═══ EXTRAIT DU DOCUMENT

Léopard (Panthera pardus pardus) ©Steven Easley
Nous avons le plaisir de recevoir Cédric Zanello, fondateur de l’association “Des Félins pour Demain” (DFD) et Aboubacar Samoura, directeur général de l’Office Guinéen des Parcs et Réserves (OGPR). Ils nous présentent le “Projet Léopard”, un programme visant à étudier le léopard (Panthera pardus pardus) en Guinée.
Bonjour Cédric Zanello, pouvez-vous nous présenter votre projet ?
Il s'agit du tout premier projet "in situ” pour notre jeune association. Une réelle chance de pouvoir, à notre échelle, contribuer à la sauvegarde d'une espèce aussi emblématique que le léopard.
La première phase, d’une durée estimée à trois ans au moins, consistera à mener les études de base nécessaires à la compréhension de la vie du léopard au sein du Parc National du Haut Niger (PNHN). Son écologie, la densité et la distribution de sa population, et son rapport avec les populations humaines riveraines seront les thèmes des recherches qui seront entreprises.
Afin d’assurer un suivi scientifique de qualité, l’équipe reproduira le même protocole durant les 3 prochaines saisons sèches au PNHN (2023, 2024, 2025).
Plusieurs méthodes vont permettre d’étudier la population de léopards de la Zone Intégralement Protégée (ZIP) Mafou du PNHN :
-Le piégeage photo par capture-marquage-recapture : entre 50 et 100 pièges photographiques seront disposés de façon stratégique. Elles seront actives 24h/ 24 durant une période minimale prédéfinie.

══════
═══ INFORMATIONS FOURNIES

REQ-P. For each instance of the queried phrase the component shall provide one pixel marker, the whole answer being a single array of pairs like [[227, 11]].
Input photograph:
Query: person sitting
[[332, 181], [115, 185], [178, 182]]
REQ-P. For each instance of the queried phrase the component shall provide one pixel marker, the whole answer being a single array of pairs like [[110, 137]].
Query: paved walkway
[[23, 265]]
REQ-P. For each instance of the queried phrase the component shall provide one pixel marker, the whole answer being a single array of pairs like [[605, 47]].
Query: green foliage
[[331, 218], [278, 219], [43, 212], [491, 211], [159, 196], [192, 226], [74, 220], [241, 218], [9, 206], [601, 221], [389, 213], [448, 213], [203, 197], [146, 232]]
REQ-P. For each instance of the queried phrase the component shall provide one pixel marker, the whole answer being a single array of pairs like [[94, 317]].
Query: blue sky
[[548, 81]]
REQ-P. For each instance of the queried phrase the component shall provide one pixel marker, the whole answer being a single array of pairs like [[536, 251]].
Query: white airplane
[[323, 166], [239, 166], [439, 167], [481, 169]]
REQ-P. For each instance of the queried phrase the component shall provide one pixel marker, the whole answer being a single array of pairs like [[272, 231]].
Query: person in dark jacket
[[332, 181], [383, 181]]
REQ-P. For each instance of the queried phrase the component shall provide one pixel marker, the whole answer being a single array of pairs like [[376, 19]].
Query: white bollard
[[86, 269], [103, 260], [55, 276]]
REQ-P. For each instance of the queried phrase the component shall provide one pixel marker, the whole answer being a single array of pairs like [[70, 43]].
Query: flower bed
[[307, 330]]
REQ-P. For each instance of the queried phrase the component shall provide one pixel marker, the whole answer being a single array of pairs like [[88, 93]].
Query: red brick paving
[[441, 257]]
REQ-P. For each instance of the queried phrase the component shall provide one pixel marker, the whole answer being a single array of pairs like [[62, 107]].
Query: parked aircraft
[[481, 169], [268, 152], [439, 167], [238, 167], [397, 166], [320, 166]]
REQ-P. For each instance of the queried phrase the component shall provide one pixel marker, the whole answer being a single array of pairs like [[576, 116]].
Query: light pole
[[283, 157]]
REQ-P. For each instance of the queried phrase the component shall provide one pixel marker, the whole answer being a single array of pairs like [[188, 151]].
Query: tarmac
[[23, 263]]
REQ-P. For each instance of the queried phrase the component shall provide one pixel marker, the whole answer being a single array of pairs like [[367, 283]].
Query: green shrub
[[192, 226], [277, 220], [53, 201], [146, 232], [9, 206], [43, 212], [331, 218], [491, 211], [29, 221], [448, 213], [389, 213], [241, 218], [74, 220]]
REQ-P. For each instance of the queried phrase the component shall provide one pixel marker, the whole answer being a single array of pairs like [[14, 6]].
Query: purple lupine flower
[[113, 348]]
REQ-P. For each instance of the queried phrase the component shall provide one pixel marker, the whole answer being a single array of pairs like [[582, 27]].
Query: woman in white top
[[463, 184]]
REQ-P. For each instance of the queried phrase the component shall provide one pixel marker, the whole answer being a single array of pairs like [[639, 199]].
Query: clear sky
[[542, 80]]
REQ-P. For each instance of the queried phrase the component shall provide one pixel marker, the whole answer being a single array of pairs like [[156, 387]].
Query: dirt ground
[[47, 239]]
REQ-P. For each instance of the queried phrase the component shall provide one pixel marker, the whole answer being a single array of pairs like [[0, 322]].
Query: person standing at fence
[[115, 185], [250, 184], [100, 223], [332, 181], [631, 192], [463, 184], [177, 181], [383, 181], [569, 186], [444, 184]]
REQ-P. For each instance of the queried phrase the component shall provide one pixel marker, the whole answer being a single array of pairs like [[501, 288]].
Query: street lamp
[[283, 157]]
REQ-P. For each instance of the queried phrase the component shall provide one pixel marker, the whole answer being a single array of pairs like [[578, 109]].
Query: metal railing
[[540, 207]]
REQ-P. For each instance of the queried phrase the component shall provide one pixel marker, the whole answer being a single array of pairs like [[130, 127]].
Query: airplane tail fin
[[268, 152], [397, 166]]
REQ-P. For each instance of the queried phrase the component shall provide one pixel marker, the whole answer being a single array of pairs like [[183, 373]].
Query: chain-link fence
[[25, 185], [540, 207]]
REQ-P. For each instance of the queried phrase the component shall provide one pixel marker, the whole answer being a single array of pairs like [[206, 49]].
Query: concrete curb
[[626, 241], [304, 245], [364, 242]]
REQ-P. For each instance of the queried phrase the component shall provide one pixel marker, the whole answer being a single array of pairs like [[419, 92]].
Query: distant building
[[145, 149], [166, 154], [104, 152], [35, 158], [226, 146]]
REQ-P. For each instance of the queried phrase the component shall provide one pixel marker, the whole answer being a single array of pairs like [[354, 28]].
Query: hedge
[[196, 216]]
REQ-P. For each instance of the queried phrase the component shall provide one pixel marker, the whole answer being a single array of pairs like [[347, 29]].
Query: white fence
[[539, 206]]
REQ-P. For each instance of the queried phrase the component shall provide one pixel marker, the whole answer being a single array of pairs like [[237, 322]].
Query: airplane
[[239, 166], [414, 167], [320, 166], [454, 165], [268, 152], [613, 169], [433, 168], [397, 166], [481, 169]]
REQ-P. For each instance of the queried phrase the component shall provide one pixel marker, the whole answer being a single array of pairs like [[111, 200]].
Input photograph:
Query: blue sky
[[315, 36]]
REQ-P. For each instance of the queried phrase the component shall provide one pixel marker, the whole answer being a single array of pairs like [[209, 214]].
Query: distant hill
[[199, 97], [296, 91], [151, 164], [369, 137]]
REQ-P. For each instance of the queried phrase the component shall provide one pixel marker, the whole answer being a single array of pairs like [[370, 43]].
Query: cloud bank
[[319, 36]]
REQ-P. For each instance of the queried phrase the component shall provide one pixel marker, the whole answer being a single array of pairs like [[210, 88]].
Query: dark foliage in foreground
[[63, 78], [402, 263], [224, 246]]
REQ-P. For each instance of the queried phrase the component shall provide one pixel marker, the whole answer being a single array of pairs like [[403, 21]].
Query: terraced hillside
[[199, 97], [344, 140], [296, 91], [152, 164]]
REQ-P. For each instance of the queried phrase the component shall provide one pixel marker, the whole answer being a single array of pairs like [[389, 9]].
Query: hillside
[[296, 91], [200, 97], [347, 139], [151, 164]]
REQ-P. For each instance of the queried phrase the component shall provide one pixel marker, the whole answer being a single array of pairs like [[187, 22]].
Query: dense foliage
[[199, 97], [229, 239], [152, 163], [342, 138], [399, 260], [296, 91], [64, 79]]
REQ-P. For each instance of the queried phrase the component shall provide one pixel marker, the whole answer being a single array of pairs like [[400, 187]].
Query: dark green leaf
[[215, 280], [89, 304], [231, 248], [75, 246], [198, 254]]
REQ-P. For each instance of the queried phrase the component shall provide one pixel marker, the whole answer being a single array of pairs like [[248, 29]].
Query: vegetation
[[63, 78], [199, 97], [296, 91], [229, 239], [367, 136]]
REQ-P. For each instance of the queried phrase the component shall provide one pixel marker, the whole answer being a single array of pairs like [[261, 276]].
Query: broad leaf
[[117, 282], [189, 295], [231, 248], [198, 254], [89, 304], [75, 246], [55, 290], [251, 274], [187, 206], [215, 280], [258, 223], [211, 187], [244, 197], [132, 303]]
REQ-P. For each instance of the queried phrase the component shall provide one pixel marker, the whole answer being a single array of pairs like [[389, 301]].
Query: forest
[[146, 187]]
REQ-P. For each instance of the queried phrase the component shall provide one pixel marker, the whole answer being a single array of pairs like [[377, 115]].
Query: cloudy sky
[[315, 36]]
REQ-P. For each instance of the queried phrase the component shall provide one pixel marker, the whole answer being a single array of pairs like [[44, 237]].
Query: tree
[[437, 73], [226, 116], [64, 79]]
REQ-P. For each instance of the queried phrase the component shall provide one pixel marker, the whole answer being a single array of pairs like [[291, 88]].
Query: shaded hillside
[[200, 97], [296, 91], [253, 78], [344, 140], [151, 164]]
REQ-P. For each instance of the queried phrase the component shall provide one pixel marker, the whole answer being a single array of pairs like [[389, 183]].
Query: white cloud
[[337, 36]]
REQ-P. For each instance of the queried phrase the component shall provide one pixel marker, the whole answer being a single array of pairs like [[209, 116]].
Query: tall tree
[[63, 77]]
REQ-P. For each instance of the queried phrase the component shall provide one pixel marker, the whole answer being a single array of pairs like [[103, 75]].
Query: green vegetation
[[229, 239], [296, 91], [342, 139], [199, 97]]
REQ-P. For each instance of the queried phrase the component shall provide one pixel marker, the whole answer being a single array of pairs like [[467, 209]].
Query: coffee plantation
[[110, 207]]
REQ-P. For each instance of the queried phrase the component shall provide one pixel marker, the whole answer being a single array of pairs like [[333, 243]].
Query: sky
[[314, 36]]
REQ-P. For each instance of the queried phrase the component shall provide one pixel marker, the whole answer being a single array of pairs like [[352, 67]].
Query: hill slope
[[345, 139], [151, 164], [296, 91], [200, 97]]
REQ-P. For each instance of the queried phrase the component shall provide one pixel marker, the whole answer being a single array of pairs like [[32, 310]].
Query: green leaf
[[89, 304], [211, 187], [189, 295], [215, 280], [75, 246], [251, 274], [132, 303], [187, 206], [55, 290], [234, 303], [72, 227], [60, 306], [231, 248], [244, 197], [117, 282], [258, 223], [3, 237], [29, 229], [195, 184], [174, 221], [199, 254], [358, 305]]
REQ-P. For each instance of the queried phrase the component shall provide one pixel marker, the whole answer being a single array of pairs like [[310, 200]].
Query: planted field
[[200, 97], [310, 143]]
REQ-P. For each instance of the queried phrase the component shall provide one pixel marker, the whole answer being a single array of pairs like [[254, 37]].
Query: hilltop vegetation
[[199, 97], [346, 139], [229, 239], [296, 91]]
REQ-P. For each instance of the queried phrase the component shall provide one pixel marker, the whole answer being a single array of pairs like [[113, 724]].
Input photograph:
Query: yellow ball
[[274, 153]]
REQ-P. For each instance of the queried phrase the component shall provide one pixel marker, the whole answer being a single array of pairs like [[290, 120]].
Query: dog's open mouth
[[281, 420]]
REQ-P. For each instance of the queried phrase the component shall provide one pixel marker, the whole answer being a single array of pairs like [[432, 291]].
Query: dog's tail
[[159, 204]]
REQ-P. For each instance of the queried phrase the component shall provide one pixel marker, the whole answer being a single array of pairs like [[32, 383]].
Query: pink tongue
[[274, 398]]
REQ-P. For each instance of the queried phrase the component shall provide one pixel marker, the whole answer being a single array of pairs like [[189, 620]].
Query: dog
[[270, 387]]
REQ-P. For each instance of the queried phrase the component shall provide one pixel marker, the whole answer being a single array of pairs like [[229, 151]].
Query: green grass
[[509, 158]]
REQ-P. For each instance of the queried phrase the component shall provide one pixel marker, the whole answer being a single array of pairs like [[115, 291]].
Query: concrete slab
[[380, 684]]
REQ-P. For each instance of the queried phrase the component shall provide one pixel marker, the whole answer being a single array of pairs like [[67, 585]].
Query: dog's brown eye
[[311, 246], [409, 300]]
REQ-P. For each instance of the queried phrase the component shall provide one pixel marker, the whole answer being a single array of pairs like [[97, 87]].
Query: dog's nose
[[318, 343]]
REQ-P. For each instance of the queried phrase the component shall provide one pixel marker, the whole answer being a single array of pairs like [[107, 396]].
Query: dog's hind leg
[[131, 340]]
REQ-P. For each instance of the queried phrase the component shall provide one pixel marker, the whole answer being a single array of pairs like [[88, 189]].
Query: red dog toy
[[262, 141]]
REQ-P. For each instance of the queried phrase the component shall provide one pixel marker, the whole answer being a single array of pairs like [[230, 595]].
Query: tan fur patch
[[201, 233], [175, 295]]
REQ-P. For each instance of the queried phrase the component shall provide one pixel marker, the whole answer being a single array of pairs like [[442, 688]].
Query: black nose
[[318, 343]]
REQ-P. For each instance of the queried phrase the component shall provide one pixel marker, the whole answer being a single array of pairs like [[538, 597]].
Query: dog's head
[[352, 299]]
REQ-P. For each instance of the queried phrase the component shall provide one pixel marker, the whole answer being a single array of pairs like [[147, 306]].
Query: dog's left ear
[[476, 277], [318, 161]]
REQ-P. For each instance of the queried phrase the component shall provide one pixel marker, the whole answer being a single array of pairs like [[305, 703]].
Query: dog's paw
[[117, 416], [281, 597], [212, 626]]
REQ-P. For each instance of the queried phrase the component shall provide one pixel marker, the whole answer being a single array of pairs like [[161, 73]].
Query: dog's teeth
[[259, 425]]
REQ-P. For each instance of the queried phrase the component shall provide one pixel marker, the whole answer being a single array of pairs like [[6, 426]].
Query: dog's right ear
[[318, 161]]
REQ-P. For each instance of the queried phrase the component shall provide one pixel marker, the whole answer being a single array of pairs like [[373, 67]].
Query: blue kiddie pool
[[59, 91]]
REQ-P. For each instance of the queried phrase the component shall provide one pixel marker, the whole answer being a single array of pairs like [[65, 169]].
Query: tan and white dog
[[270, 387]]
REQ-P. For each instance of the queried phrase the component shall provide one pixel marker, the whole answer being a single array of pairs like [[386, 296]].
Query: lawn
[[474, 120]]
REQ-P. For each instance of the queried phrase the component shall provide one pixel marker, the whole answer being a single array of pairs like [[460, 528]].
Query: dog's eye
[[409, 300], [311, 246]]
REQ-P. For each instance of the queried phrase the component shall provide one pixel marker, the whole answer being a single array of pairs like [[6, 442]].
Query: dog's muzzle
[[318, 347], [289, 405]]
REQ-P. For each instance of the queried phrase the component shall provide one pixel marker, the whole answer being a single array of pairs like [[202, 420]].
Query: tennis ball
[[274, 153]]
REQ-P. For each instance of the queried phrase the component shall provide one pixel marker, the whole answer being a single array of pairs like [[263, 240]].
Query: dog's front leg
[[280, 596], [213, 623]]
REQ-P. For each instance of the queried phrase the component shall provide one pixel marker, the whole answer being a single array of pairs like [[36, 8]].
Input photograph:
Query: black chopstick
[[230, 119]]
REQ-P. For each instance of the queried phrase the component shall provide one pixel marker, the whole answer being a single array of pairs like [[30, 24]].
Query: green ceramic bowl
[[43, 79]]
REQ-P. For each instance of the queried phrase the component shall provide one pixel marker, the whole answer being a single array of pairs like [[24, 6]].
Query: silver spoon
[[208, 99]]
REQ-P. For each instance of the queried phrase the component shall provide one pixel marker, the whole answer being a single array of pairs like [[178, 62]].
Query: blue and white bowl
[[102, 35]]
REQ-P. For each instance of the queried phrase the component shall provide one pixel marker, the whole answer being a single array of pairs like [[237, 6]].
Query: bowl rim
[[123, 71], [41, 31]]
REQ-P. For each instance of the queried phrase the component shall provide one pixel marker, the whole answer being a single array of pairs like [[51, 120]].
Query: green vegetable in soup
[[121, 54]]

══════

Poursuivez, s'il vous plaît, l'entretien sur le projet d'étude du léopard en Guinée, en reprenant juste après sa dernière phrase.

-Les recces : régulièrement, des parcours seront effectués à pied par une équipe restreinte. Au cours de ces déplacements, des données seront enregistrées : observations directes ou indices de présence (déjections, empreintes, traces…), signes d’activités humaines. L’ensemble de ces informations seront géoréférencées et corrélées aux données des caméras et aux données génétiques.
- L’analyse génétique : durant le travail de terrain, des déjections de léopards seront collectées et géoréférencées. Les échantillons seront conservés de façon stérile et expédiés pour analyses.
Les collectes de données seront effectuées régulièrement, en équipe restreinte, de janvier à avril.
Pourquoi avoir choisi le léopard ? Certaines sous-espèces comme la panthère de l’Amour (Panthera pardus orientalis) semblent davantage menacées ?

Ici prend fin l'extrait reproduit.